Copy the rows from the line containing "of the pectoral" down through the line containing "[(227, 309), (157, 181), (148, 306)]", swapping every "pectoral fin" for "dorsal fin" and leaving the rest untouched.

_PROVIDED ENTRIES_:
=====
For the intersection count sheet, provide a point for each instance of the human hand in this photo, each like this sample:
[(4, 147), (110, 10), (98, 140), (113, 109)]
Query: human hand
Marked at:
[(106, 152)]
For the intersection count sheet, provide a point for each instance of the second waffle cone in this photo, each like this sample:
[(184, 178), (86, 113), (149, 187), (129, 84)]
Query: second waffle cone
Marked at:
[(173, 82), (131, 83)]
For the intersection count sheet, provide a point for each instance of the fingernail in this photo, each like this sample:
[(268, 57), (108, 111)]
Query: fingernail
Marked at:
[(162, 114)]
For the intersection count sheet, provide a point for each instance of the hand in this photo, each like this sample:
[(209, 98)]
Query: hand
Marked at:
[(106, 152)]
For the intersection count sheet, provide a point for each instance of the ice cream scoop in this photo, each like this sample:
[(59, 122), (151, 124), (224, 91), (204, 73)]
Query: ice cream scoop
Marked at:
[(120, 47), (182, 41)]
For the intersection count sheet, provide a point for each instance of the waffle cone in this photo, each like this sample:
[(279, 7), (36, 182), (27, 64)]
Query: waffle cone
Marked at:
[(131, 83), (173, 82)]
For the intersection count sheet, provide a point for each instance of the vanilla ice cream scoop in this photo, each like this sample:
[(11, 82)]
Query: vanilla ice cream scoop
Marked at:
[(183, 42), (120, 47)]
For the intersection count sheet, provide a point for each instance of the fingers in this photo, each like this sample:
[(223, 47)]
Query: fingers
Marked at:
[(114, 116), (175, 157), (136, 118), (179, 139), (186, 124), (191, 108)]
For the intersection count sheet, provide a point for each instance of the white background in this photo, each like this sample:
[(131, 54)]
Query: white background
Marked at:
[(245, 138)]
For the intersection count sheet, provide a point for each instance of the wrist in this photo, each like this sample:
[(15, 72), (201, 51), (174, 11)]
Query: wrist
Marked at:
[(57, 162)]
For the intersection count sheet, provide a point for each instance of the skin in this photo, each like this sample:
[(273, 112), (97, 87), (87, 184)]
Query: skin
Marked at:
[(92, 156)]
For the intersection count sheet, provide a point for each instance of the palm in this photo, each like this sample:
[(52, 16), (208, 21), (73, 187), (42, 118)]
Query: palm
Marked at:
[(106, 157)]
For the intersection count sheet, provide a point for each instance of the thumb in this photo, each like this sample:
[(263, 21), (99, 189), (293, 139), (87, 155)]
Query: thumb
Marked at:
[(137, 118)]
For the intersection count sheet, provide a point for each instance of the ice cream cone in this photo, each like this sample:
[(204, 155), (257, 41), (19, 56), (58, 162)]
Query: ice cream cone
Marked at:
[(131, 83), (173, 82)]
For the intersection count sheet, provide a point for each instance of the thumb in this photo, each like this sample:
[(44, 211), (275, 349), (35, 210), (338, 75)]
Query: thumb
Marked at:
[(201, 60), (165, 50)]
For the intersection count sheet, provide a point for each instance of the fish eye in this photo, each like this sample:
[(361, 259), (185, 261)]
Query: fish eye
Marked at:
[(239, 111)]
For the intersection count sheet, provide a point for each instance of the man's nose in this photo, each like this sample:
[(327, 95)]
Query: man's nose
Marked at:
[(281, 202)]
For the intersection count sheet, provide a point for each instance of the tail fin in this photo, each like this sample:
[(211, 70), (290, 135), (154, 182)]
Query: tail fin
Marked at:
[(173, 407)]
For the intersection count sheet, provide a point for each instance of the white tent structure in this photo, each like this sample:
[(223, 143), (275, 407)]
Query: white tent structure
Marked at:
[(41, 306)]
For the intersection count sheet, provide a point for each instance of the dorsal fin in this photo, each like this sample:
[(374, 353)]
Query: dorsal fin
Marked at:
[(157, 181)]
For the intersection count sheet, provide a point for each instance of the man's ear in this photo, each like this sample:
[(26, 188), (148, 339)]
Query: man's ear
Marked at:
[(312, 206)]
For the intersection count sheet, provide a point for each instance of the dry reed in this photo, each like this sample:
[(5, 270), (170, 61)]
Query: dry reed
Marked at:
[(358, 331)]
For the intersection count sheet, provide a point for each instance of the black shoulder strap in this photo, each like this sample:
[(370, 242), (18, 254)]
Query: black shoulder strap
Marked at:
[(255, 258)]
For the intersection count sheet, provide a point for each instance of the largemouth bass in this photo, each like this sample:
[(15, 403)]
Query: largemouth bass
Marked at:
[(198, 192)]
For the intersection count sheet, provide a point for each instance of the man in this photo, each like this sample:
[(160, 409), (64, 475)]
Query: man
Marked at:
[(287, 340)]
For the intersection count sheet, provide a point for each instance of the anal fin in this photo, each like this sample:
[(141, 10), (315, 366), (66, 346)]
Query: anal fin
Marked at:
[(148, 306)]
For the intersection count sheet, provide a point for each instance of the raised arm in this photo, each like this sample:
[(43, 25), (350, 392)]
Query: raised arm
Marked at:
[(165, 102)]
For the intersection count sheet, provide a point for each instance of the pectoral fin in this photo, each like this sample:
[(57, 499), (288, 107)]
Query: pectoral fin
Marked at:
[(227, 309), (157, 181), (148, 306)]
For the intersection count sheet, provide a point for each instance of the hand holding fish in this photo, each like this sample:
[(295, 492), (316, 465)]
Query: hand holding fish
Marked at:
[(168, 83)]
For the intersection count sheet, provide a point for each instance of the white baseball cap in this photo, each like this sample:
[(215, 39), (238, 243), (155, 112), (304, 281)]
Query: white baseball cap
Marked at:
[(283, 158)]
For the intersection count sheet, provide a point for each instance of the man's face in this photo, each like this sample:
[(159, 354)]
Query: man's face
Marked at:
=====
_EXERCISE ANSWER_:
For the intersection count sheet, provide a point for each instance of the dorsal fin in this photo, each like this sample:
[(57, 499), (288, 107)]
Query: dorsal fin
Marked at:
[(227, 309), (157, 181), (148, 306)]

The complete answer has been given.